◆ **Textausschnitt**:
Patent Ochsner

Jakob Ochsner baut Fuhrwerke für die Landwirtschaft. Das Wagner-Handwerk hat er bei seinem Vater im schaffhausischen Oberhallau gelernt. Erst 22, wandert er 1880 nach Chicago aus und stellt fest: Hier sind nicht nur die Möglichkeiten unbegrenzt, sondern auch der Abfall, der sich in den Strassen türmt und zum Himmel stinkt.

Zurück in der Schweiz, hat Ochsner eine Idee: In Zürich fängt er an, neuartige Metalleimer mit Deckel zu bauen und dazu Müllwagen mit Containern. Der Clou: Die Eimer passen genau auf die Öffnungen der Container, und die wiederum passen exakt auf die Feuerklappen der Verbrennungsanlage. Einmal im Kübel, erblickt der Abfall nie mehr das Tageslicht. Die Abfuhr bleibt quasi staub- und geruchsfrei.

1908 wird das System Ochsner mit seinen erst viereckigen, später dann runden Eimern eingeführt. Auf dem Deckel prangt das Schweizerkreuz; spätere Modelle tragen sogar das passende Kantonswappen und eine Nummer, um Diebstahl vorzubeugen. 1926, im Todesjahr seines Erfinders, wird der Ochsnerkübel für alle Zürcher Haushalte obligatorisch, andere Städte folgen.

1930 wird der markante Kessel von Ochsner & Cie.patentiert, aus dem «System Ochsner» wird das «Patent Ochsner». In den 70er- und 80er-Jahren schliesslich wird der Eimer vom Abfallsack aus Plastik abgelöst. Heute sind die Kübel Sammlerstücke, und «Patent Ochsner» ist nur noch der Name einer Berner Mundartband.

Rubinstein, Jon

Wie jedes Jahr lud Apple Ende Februar 2001 zur Kultmesse, auf der der oberste Apple-Chef Steve Jobs jeweils seine neuesten Gadgets vorstellt. Der Konferenzsaal an der «Macworld» in Tokio war restlos ausgebucht, und Jobs sprach: Digitalkameras und Organizer hätten längst ihren Siegeszug angetreten, nur die Musikplayer, das wohl wichtigste Requisit des modernen Menschen, seien nach wie vor «gross und sperrig oder aber klein und nutzlos», ihre Software «unglaublich hässlich». Das Publikum hörte gebannt hin – volle 12 Minuten lang unterbrach kein Applaus das Evangelium des Steve Jobs, bis dato ein Rekord.

◆ **Aufgaben**:
A) Tausche im Text über Patent Ochsner und Jon Rubinstein "Schweizerkreuz" gegen "Stadtwappen" aus. Gib dabei die Passage von "Zurück in der" bis einschließlich "andere Städte folgen." wieder.
B) Nenne alle vierstelligen Jahreszahlen, die im Text über Patent Ochsner und Jon Rubinstein vorkommen.
C) Führe den Text über Patent Ochsner und Jon Rubinstein nach seinem letzten Satz weiter.

◆ **Bereitgestellte Daten**:
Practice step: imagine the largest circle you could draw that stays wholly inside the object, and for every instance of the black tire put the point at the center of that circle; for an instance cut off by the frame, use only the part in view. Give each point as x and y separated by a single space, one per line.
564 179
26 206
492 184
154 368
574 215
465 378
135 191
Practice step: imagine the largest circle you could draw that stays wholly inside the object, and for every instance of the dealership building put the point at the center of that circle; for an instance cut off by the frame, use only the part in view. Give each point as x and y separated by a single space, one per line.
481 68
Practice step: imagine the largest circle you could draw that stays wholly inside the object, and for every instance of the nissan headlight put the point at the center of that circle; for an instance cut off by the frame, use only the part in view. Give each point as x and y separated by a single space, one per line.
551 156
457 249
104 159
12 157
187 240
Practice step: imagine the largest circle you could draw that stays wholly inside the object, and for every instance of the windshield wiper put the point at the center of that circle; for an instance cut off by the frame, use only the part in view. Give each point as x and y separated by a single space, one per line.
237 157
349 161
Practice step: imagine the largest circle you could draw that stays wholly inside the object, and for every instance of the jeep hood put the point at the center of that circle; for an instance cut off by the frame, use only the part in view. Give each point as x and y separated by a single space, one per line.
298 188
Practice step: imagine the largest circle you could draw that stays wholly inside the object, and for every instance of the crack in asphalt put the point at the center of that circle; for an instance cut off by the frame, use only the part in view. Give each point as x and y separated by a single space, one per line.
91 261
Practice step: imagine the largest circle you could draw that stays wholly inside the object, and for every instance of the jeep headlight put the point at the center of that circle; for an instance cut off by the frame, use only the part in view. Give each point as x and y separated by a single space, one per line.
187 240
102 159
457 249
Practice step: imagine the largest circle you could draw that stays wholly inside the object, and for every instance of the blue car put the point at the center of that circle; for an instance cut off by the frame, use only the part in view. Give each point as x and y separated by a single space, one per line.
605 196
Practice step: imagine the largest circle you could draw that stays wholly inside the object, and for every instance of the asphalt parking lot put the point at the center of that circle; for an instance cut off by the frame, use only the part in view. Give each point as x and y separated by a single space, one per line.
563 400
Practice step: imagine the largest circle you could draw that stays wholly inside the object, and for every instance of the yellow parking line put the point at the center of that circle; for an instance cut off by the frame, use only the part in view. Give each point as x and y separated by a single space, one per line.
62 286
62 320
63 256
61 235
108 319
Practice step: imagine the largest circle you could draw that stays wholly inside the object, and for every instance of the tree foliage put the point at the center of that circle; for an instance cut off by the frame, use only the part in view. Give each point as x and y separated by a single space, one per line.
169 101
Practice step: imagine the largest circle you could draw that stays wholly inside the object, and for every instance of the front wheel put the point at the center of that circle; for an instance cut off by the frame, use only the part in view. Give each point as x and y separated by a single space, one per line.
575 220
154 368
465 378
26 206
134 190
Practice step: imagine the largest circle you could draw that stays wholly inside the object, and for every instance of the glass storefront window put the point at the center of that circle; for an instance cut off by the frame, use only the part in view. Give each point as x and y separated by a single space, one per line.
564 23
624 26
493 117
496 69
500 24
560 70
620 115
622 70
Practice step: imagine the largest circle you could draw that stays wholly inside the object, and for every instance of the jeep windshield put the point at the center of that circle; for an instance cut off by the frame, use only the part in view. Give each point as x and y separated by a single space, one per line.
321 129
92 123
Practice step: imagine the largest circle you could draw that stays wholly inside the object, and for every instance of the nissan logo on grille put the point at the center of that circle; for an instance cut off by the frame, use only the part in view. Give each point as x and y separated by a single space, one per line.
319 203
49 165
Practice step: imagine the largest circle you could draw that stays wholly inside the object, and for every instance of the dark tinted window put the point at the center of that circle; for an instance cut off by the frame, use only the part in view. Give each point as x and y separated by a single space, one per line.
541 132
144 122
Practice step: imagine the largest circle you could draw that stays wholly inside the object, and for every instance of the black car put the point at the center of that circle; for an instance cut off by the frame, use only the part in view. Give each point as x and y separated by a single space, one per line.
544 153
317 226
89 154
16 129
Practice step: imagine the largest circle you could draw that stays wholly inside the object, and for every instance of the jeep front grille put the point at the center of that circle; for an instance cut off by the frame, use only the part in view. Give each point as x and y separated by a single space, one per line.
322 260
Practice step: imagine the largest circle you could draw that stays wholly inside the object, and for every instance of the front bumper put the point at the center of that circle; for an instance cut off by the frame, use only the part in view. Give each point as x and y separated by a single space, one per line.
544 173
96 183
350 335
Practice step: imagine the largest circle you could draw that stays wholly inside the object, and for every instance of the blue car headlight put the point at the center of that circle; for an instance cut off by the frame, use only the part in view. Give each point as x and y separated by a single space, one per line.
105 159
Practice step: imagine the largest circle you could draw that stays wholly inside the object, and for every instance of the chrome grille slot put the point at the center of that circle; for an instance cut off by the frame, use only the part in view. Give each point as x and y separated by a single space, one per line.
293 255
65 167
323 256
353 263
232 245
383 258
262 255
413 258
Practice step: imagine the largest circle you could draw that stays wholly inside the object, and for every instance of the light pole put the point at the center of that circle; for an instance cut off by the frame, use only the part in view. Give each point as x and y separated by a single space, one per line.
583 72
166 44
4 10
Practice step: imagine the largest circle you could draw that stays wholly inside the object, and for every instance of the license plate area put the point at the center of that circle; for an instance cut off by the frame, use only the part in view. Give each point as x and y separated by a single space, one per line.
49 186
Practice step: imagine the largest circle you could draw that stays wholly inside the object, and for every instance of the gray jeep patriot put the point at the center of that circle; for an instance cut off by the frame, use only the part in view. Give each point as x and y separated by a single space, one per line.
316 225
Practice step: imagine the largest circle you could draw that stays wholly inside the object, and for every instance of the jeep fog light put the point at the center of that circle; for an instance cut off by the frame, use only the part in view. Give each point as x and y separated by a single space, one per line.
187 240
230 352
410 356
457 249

◆ **Ergebnisse je Aufgabe**:
A)
Zurück in der Schweiz, hat Ochsner eine Idee: In Zürich fängt er an, neuartige Metalleimer mit Deckel zu bauen und dazu Müllwagen mit Containern. Der Clou: Die Eimer passen genau auf die Öffnungen der Container, und die wiederum passen exakt auf die Feuerklappen der Verbrennungsanlage. Einmal im Kübel, erblickt der Abfall nie mehr das Tageslicht. Die Abfuhr bleibt quasi staub- und geruchsfrei.

1908 wird das System Ochsner mit seinen erst viereckigen, später dann runden Eimern eingeführt. Auf dem Deckel prangt das Stadtwappen; spätere Modelle tragen sogar das passende Kantonswappen und eine Nummer, um Diebstahl vorzubeugen. 1926, im Todesjahr seines Erfinders, wird der Ochsnerkübel für alle Zürcher Haushalte obligatorisch, andere Städte folgen.

B) 1880, 1908, 1926, 1930, 2001

C)
Nur einer fehlte im Saal: der Apple-Entwicklungschef Jon Rubinstein. Der nutzte die Messe für eine Stippvisite bei den Ingenieuren von Toshiba. Die führten ihm voller Stolz ihre neueste Errungenschaft vor: eine nur viereinhalb Zentimeter kleine Computerfestplatte mit einer Kapazität von 5 Gigabyte. Auf Rubinsteins verblüffte Frage, wozu dieser Winzling denn dienen sollte, herrschte betretenes Schweigen: Toshiba hatte schlicht keine Ahnung.

Jon Rubinstein dagegen schon. Kurzerhand lieh er sich das Minilaufwerk aus, führte es seinem Chef Steve Jobs vor und machte sich ans Werk. Nur acht Monate später war er geboren: der allererste iPod von der Grösse einer Handseife, mit gerundeten Kanten, elegant verchromtem Rücken, blau leuchtendem Display und Platz für 1000 Songs.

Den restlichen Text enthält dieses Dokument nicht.